▶ _WHAT IS REQUIRED_:
Copy out every row below, substituting "Output" wherever "Print" appears and keeping everything else the same.

Stored entries:
◆ ◆ ◆ ◆ ◆

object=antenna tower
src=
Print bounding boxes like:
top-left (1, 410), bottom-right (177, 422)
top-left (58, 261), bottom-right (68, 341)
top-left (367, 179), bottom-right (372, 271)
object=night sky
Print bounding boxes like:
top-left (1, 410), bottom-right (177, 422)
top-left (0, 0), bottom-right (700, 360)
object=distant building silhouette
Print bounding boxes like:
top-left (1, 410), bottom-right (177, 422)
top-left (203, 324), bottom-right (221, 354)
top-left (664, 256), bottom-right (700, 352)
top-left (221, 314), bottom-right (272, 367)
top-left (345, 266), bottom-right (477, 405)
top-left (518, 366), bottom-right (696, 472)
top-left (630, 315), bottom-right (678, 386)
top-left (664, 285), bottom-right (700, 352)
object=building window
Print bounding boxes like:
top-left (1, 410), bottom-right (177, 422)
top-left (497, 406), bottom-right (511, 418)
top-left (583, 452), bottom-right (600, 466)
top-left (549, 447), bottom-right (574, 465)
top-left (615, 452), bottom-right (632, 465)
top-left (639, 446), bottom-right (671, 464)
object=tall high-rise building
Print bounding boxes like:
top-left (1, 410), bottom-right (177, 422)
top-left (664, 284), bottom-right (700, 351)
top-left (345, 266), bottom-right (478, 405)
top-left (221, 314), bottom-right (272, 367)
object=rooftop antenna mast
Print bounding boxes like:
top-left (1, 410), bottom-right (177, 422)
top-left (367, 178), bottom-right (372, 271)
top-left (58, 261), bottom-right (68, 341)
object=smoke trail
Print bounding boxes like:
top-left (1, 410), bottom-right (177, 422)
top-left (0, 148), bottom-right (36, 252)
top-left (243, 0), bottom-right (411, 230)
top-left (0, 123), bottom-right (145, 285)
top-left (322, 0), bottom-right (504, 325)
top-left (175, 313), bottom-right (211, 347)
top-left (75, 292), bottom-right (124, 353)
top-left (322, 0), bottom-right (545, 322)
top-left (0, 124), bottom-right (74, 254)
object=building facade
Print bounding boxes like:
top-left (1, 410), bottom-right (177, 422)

◆ ◆ ◆ ◆ ◆

▶ _SOLUTION BELOW_:
object=antenna tower
src=
Output bounding boxes like:
top-left (1, 410), bottom-right (177, 422)
top-left (58, 261), bottom-right (68, 341)
top-left (367, 179), bottom-right (372, 271)
object=night sky
Output bounding boxes like:
top-left (1, 410), bottom-right (177, 422)
top-left (0, 0), bottom-right (700, 360)
object=distant building silhouette
Output bounding boxes like:
top-left (1, 410), bottom-right (177, 422)
top-left (203, 324), bottom-right (221, 354)
top-left (664, 256), bottom-right (700, 352)
top-left (221, 314), bottom-right (272, 367)
top-left (345, 266), bottom-right (477, 405)
top-left (518, 366), bottom-right (696, 472)
top-left (630, 315), bottom-right (678, 386)
top-left (664, 285), bottom-right (700, 352)
object=building window
Output bounding boxes like:
top-left (1, 410), bottom-right (177, 422)
top-left (497, 406), bottom-right (511, 418)
top-left (583, 452), bottom-right (600, 466)
top-left (549, 447), bottom-right (574, 465)
top-left (615, 452), bottom-right (632, 465)
top-left (639, 446), bottom-right (671, 464)
object=tall high-rise building
Output bounding boxes like:
top-left (1, 410), bottom-right (177, 422)
top-left (664, 284), bottom-right (700, 351)
top-left (345, 266), bottom-right (478, 405)
top-left (221, 314), bottom-right (272, 367)
object=rooftop antenna mast
Output bounding boxes like:
top-left (1, 410), bottom-right (177, 422)
top-left (367, 178), bottom-right (372, 271)
top-left (58, 261), bottom-right (68, 341)
object=smoke trail
Output bounding boxes like:
top-left (1, 410), bottom-right (177, 422)
top-left (0, 148), bottom-right (36, 252)
top-left (243, 0), bottom-right (411, 230)
top-left (0, 123), bottom-right (145, 285)
top-left (322, 0), bottom-right (504, 325)
top-left (175, 313), bottom-right (211, 347)
top-left (75, 292), bottom-right (124, 353)
top-left (322, 0), bottom-right (545, 322)
top-left (0, 124), bottom-right (74, 254)
object=building facade
Output bounding boxes like:
top-left (1, 410), bottom-right (177, 422)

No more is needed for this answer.